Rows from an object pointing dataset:
* * * *
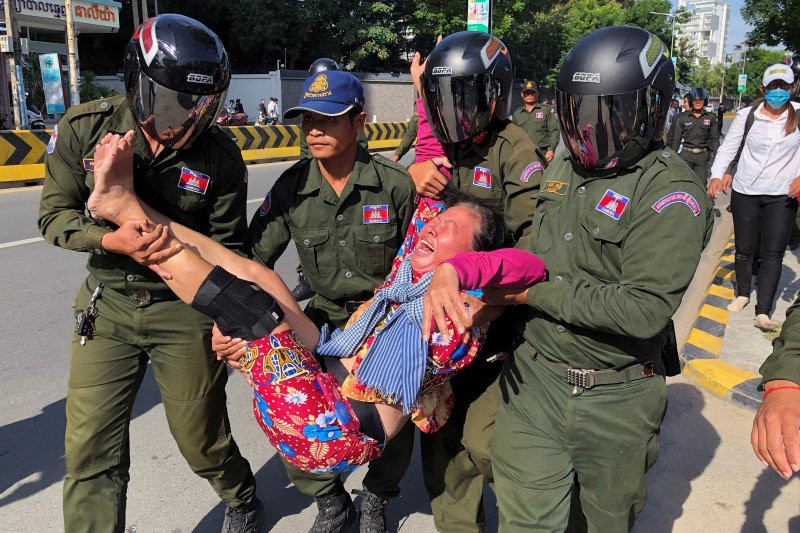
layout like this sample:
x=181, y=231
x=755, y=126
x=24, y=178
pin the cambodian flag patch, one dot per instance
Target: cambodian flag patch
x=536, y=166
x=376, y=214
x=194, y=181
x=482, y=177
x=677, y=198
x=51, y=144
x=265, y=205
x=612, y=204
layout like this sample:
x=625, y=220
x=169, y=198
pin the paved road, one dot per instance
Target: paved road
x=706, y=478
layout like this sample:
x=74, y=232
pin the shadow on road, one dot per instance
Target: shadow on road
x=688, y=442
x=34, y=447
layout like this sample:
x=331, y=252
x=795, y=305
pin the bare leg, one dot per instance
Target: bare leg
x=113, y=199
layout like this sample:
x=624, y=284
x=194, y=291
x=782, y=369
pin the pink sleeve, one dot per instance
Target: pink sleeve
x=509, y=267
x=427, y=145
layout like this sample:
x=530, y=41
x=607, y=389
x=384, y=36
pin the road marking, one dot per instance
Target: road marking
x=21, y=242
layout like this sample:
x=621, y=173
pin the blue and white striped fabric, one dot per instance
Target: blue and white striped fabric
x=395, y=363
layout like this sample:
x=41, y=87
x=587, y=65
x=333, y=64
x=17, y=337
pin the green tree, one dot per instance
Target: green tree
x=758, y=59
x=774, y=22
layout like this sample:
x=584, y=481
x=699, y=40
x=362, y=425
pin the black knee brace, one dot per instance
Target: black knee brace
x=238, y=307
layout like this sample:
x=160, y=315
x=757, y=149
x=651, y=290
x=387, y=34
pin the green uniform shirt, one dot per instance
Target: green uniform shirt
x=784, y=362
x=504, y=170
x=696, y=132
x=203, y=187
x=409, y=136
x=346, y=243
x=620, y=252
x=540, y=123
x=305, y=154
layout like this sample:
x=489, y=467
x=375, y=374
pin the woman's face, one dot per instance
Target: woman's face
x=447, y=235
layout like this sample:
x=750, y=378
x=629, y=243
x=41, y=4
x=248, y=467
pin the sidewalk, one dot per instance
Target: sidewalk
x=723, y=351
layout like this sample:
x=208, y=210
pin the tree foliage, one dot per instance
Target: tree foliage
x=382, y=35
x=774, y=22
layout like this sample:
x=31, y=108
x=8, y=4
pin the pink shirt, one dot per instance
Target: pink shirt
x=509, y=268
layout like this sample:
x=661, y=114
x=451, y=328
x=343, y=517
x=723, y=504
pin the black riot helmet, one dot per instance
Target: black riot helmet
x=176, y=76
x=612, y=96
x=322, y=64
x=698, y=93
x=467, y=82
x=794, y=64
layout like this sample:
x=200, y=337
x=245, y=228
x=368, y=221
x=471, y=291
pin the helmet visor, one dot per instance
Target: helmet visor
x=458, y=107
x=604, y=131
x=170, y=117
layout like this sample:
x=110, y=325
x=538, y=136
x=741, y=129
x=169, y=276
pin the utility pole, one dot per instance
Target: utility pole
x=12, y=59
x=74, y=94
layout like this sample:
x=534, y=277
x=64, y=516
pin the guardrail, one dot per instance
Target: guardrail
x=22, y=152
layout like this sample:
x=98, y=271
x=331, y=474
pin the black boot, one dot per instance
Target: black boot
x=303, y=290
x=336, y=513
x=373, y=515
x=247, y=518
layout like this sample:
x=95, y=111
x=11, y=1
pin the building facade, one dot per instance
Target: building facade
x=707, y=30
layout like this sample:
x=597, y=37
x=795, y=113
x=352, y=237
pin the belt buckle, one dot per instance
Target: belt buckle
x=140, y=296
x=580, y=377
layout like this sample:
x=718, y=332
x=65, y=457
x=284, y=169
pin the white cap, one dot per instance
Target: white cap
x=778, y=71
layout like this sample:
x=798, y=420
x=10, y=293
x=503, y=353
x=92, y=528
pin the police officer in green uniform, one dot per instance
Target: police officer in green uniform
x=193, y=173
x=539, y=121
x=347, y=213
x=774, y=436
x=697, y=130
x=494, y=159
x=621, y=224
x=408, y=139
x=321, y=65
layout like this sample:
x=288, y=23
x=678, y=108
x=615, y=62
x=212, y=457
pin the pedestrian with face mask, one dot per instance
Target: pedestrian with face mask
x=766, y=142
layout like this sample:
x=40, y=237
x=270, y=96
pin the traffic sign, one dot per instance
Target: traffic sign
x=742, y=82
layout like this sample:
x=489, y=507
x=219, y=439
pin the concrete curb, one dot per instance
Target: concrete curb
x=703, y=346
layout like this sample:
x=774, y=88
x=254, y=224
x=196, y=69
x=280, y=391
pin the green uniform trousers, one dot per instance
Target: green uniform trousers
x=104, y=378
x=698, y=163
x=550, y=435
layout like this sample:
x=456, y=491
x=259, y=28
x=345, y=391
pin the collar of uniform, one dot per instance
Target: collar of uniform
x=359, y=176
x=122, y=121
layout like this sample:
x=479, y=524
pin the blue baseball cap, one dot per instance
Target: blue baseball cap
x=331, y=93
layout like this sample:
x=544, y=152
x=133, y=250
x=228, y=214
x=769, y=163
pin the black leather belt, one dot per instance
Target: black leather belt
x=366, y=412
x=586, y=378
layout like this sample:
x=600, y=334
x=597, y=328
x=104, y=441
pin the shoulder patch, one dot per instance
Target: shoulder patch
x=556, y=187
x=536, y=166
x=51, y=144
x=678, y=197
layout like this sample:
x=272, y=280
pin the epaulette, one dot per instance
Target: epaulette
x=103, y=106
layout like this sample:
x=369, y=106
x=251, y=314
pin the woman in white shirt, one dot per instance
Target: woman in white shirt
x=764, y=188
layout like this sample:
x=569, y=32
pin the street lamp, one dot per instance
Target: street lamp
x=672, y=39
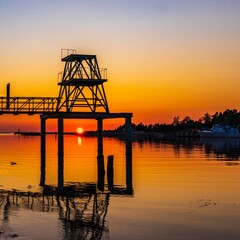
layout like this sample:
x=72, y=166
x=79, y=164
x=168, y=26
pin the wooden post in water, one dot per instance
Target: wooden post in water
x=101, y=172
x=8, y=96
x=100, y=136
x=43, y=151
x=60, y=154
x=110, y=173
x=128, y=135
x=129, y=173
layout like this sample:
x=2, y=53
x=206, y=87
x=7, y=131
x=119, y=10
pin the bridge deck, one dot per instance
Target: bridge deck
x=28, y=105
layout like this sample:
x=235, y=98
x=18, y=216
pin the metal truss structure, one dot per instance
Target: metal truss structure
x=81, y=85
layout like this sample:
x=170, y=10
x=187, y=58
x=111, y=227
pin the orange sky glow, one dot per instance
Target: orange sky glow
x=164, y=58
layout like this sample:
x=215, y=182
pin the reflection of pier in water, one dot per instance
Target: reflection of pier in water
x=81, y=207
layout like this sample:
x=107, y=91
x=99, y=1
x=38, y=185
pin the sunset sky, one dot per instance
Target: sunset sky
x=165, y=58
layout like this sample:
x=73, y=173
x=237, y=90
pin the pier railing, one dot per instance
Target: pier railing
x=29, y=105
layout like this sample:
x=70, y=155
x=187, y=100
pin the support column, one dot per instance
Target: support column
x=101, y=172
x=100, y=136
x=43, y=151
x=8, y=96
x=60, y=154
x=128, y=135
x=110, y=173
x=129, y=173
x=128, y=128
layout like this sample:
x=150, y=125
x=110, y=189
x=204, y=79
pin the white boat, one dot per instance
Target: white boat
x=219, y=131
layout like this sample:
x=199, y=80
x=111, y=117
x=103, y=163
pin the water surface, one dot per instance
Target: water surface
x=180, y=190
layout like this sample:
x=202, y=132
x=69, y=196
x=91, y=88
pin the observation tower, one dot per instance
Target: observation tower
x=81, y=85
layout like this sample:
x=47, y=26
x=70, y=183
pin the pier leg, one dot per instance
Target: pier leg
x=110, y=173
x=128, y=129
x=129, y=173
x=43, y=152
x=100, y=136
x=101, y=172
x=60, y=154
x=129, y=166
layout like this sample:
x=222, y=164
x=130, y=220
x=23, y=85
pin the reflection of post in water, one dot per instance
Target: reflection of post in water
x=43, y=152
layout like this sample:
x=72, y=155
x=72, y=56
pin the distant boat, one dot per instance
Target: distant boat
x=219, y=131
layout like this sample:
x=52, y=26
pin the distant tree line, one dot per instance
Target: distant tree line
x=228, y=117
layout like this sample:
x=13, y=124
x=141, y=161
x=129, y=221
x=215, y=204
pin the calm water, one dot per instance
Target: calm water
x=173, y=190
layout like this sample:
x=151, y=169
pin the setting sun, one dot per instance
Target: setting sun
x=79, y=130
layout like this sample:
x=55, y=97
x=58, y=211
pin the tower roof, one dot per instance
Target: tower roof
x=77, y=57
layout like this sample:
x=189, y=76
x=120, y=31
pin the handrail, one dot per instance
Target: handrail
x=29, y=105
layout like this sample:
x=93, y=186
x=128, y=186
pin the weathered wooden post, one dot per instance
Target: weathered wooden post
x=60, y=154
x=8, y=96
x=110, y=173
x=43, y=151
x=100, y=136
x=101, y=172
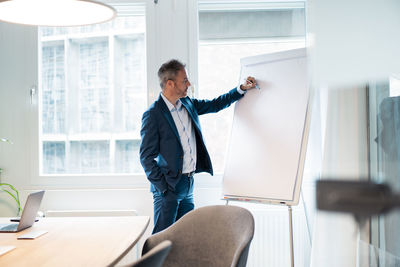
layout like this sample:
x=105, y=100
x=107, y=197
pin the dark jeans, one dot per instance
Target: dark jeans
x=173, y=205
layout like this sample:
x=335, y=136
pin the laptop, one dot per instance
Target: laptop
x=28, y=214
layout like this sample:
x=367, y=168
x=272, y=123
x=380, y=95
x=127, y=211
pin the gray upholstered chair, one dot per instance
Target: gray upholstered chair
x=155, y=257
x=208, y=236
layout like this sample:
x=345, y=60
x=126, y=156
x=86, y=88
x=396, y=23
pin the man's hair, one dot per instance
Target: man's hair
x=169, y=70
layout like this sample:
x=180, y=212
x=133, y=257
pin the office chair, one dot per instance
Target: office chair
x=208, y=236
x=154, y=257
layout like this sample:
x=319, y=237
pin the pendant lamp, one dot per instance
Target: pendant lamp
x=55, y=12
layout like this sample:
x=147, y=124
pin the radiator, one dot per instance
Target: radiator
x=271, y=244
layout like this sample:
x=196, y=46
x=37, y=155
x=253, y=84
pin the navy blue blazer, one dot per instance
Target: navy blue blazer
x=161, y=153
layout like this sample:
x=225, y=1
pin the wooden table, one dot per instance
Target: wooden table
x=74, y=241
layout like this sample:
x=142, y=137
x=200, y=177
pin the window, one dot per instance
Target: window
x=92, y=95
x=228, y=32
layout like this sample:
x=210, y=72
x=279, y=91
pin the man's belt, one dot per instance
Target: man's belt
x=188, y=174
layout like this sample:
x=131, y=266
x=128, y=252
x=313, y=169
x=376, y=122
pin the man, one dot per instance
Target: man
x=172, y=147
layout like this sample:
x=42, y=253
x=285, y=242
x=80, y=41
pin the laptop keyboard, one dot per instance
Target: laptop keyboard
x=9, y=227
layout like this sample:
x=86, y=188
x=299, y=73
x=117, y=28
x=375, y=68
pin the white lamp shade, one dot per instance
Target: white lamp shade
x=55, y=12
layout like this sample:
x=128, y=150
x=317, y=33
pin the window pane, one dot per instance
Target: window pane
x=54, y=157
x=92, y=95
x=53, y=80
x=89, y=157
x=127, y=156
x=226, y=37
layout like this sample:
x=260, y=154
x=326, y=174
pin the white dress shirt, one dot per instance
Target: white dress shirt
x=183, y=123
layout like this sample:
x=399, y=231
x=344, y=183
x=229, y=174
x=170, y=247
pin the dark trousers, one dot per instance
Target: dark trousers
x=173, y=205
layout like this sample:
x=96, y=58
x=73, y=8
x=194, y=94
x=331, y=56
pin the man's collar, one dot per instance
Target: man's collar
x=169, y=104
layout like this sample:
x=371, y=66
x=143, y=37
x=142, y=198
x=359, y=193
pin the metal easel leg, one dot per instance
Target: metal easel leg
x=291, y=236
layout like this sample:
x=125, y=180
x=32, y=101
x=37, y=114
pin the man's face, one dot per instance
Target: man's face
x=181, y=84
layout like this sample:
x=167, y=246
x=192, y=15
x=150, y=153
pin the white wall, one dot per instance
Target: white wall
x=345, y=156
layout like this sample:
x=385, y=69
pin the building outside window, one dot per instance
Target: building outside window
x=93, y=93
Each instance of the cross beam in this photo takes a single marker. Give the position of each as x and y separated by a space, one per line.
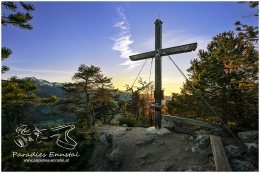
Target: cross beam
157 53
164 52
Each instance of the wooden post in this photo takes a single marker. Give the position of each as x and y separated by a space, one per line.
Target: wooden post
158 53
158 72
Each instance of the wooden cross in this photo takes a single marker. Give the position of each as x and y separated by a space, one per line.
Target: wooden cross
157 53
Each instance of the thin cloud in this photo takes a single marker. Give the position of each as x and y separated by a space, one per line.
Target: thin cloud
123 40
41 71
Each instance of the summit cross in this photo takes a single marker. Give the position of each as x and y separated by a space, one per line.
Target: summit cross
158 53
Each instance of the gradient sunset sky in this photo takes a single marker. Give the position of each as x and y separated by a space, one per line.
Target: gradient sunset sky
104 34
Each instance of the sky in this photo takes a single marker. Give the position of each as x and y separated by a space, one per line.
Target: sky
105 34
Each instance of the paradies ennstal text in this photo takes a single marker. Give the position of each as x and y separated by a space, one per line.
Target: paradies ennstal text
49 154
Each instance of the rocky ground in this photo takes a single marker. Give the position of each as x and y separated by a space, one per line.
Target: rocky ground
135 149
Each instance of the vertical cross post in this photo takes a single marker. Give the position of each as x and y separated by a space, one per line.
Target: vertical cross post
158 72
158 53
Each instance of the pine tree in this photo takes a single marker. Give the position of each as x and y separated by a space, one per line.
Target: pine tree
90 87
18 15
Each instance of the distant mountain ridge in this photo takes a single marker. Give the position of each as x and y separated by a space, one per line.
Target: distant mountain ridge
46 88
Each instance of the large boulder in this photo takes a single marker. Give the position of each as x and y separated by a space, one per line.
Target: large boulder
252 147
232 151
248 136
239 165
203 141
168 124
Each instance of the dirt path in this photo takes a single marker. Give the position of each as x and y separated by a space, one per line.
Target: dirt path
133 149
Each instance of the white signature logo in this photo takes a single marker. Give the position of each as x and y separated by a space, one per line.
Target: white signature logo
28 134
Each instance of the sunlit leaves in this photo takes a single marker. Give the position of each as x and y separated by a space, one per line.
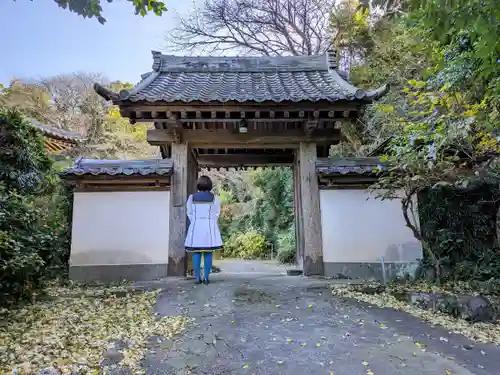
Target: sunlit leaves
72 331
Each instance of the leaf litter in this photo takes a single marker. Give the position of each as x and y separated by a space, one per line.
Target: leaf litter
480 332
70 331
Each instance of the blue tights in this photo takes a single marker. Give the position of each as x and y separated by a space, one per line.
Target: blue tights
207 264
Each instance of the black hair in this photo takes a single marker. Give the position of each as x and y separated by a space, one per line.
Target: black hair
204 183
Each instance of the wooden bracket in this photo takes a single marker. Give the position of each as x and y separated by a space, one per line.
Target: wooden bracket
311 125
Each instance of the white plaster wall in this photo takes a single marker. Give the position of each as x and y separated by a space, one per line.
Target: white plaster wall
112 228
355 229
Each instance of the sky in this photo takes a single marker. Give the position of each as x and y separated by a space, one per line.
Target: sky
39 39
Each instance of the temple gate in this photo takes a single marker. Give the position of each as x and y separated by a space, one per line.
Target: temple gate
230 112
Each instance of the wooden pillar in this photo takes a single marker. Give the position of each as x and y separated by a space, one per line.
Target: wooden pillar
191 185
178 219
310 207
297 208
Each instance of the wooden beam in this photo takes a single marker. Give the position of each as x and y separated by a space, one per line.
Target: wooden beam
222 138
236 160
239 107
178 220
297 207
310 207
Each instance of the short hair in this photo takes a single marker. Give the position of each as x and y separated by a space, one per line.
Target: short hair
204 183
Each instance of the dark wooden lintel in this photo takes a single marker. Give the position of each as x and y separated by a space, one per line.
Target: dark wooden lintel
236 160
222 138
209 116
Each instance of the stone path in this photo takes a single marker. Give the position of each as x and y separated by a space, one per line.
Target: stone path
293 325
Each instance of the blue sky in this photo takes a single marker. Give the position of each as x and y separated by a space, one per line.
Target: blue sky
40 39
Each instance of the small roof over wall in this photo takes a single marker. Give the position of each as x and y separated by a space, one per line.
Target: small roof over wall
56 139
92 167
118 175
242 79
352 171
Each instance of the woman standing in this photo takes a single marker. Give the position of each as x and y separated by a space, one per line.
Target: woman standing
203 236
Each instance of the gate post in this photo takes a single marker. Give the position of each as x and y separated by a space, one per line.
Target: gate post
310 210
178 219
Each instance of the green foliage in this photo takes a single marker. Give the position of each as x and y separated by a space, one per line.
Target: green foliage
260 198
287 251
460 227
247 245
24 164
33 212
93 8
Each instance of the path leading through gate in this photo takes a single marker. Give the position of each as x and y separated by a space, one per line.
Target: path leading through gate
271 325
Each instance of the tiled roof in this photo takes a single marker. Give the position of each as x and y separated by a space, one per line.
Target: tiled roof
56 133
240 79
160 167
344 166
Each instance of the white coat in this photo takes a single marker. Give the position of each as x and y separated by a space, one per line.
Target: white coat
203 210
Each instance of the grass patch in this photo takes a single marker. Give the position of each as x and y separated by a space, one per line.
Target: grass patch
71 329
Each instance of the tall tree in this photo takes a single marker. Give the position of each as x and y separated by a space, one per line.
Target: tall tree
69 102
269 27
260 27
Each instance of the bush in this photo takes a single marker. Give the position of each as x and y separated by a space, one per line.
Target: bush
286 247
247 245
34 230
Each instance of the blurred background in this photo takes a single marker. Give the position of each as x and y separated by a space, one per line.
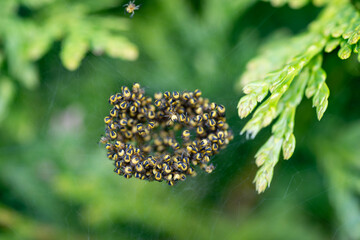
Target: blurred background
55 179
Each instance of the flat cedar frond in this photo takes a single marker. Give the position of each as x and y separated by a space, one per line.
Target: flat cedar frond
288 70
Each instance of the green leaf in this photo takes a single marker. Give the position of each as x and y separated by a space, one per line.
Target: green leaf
* * * *
Work to do:
Reproduce the records above verbatim, from their beginning through the line containing "x=305, y=154", with both ends included. Leave out the pictures.

Reply:
layout like this sample:
x=181, y=231
x=755, y=126
x=24, y=178
pin the cambodian flag patch, one dot per instance
Target: cambodian flag patch
x=536, y=166
x=376, y=214
x=194, y=181
x=482, y=177
x=677, y=198
x=51, y=144
x=265, y=205
x=612, y=204
layout like this sample:
x=625, y=220
x=169, y=198
pin the paved road, one dot per instance
Target: paved road
x=706, y=478
layout like this sample:
x=74, y=232
pin the shadow on road, one dot per instance
Target: shadow on road
x=688, y=442
x=34, y=447
layout like this sample:
x=331, y=252
x=795, y=305
pin the bare leg, one dot per instance
Target: bare leg
x=113, y=199
layout like this sample:
x=624, y=284
x=194, y=291
x=782, y=369
pin the pink sleeve, one dot per instance
Target: pink sleeve
x=509, y=267
x=427, y=145
layout like this sample:
x=530, y=41
x=607, y=389
x=384, y=36
pin the road marking, one dot per instance
Target: road marking
x=21, y=242
layout like this sample:
x=621, y=173
pin the blue and white striped fabric, one dot per instance
Target: blue and white striped fabric
x=395, y=363
layout like this sample:
x=41, y=87
x=587, y=65
x=333, y=64
x=17, y=337
pin the green tree, one dot per instance
Target: green tree
x=758, y=59
x=774, y=22
layout like this sample:
x=584, y=481
x=699, y=40
x=362, y=425
pin the black knee brace, one dot per instance
Target: black knee brace
x=238, y=307
layout like this sample:
x=160, y=315
x=757, y=149
x=651, y=290
x=387, y=34
pin the green uniform shirt, one dot per instance
Target: green uniform shirt
x=784, y=362
x=504, y=170
x=696, y=132
x=203, y=187
x=409, y=136
x=346, y=243
x=620, y=252
x=540, y=123
x=305, y=154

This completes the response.